Here's the expression: ##\sum _{m=0}^\infty a^m [A_m \cos (m \theta ) + B_m \sin (m \theta )]=T_0\sin ^3 \theta##.
Homework Equations
Fourier coefficients.
Result is probably ##B_1=\frac{3T_0}{4a}## and ##B_3=-\frac{T_0}{4a^3}##.
All the other coefficients being 0.
The Attempt at a Solution
So I am not really sure. I have something of the form ##\sum _{m=0}^\infty a^m [A_m \cos (m \theta ) + B_m \sin (m \theta )]=f(\theta) ##.
So in order to get let's say the ##A_m## first, I guess I must multiplicate both sides by ##cos (m \theta )## and integrate from ... 0 to ##2 \pi##?
I'd get ##\sum _{m=0}^\infty a^m A_m \int _0^{2\pi } \cos ^2 (m \theta ) d \theta + \sum _{m=0}^\infty a^m B_m \int _0^{2\pi } \sin (m \theta ) \cos (m\theta ) d \theta=\int _0 ^{2\pi } f(\theta ) d \theta##. Where an integral vanishes.

_Data provided_:
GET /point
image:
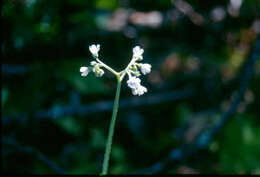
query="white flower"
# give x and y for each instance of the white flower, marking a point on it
(84, 71)
(99, 72)
(133, 82)
(138, 52)
(145, 68)
(139, 90)
(94, 49)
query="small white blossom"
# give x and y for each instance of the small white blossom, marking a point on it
(99, 72)
(94, 49)
(84, 71)
(139, 90)
(138, 52)
(145, 68)
(133, 82)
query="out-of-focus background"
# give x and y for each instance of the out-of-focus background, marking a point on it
(200, 115)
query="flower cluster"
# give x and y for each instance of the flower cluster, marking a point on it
(133, 81)
(132, 70)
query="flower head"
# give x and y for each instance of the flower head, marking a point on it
(99, 72)
(145, 68)
(138, 52)
(94, 49)
(133, 82)
(84, 71)
(139, 90)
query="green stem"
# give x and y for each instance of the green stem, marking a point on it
(111, 129)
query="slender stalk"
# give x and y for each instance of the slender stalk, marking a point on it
(111, 129)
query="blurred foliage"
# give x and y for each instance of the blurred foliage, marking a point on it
(55, 121)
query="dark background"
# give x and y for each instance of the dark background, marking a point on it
(200, 115)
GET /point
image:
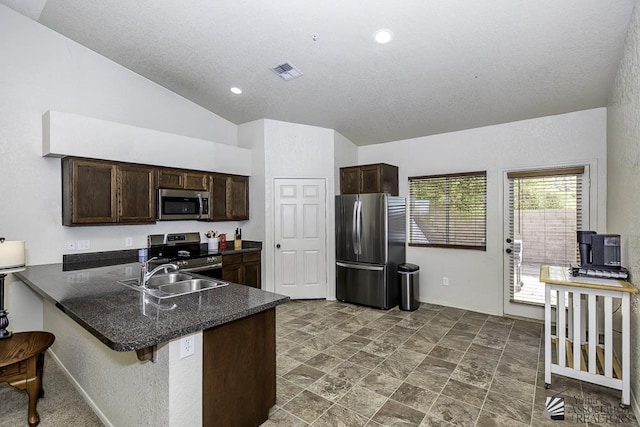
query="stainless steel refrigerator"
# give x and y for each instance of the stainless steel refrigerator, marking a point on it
(370, 243)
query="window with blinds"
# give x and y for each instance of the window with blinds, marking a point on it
(545, 211)
(448, 210)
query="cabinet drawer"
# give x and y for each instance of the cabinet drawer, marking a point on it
(231, 259)
(250, 256)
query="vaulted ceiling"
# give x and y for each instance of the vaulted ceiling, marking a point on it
(451, 64)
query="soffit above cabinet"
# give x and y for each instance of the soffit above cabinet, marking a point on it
(66, 134)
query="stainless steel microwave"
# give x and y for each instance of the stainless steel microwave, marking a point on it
(182, 204)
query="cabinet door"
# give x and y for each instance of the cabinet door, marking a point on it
(350, 180)
(232, 273)
(237, 197)
(371, 179)
(251, 274)
(195, 181)
(89, 192)
(136, 194)
(218, 199)
(170, 178)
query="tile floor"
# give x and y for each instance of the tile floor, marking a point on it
(346, 365)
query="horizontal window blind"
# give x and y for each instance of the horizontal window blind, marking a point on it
(545, 211)
(448, 210)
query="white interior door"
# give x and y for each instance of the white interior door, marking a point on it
(300, 238)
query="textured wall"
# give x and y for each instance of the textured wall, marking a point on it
(623, 188)
(476, 277)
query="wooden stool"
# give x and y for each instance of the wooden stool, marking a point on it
(21, 365)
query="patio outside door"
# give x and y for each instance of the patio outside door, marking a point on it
(543, 211)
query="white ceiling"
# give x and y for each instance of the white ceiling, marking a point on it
(452, 65)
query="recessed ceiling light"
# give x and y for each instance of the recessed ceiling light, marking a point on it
(383, 36)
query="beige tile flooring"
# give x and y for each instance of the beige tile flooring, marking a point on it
(346, 365)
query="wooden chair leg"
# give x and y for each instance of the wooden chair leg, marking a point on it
(33, 386)
(40, 373)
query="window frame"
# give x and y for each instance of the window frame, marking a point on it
(457, 176)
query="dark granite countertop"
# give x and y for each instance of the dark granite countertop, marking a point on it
(119, 316)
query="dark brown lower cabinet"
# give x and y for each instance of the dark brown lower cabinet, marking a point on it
(239, 371)
(243, 268)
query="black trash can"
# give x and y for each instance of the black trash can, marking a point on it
(409, 286)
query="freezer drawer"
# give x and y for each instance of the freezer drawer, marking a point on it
(362, 284)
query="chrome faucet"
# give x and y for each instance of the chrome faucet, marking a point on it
(145, 274)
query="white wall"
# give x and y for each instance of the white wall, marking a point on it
(41, 71)
(475, 278)
(623, 181)
(251, 136)
(346, 154)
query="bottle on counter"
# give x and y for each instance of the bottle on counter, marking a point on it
(237, 239)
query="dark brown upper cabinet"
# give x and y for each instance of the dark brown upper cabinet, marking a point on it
(98, 192)
(102, 192)
(374, 178)
(88, 192)
(181, 179)
(136, 194)
(242, 268)
(229, 198)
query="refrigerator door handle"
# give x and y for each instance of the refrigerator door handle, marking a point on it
(361, 266)
(354, 229)
(359, 226)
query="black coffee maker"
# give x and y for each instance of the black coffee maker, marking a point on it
(599, 256)
(599, 250)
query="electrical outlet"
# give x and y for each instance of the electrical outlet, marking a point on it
(187, 347)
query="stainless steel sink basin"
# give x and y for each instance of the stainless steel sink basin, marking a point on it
(190, 286)
(174, 284)
(162, 279)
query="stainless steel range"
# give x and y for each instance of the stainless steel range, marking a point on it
(186, 251)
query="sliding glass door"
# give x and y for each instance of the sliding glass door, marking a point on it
(544, 209)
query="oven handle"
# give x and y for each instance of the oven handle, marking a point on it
(203, 268)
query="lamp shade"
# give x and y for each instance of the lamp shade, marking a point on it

_Written instruction_: Rewrite the Fourier coefficient thread from "The Attempt at" to "(m \theta )]=f(\theta) ##.", putting "quite unsure" in place of "not really sure".

_Exercise response_:
The Attempt at a Solution
So I am quite unsure. I have something of the form ##\sum _{m=0}^\infty a^m [A_m \cos (m \theta ) + B_m \sin (m \theta )]=f(\theta) ##.